The expected output is a copy of every line in the records with the string "tree".
++++++++++++++++++++
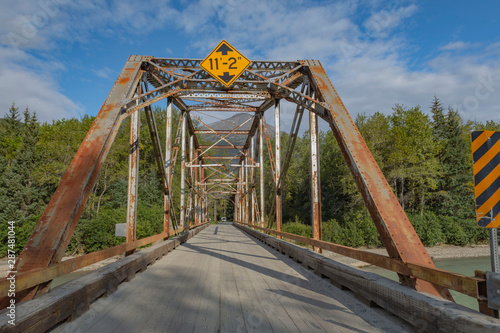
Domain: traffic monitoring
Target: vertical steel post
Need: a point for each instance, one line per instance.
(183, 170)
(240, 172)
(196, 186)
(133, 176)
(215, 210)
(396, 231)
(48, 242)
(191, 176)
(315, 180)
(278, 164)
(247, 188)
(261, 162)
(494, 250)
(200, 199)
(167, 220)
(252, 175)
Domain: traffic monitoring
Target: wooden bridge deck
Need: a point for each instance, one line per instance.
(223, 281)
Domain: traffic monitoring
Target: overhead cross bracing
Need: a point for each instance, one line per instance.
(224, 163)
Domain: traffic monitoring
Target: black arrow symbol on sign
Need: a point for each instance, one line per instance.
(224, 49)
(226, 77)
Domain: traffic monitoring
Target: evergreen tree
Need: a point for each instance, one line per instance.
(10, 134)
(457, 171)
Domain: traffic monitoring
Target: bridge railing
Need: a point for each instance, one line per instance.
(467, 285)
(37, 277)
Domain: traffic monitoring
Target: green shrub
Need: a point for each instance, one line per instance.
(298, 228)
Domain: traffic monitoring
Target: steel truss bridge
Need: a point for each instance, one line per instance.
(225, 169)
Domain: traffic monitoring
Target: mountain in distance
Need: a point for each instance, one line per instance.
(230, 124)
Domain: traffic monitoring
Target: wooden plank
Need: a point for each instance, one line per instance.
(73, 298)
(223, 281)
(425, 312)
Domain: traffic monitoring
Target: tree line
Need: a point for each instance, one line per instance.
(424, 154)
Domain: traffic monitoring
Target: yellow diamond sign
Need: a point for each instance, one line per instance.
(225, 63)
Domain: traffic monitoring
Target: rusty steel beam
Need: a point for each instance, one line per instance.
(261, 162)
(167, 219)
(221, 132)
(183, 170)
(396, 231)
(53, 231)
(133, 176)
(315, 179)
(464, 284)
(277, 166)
++++++++++++++++++++
### Exercise answer
Target: evergreen tree
Target: tree line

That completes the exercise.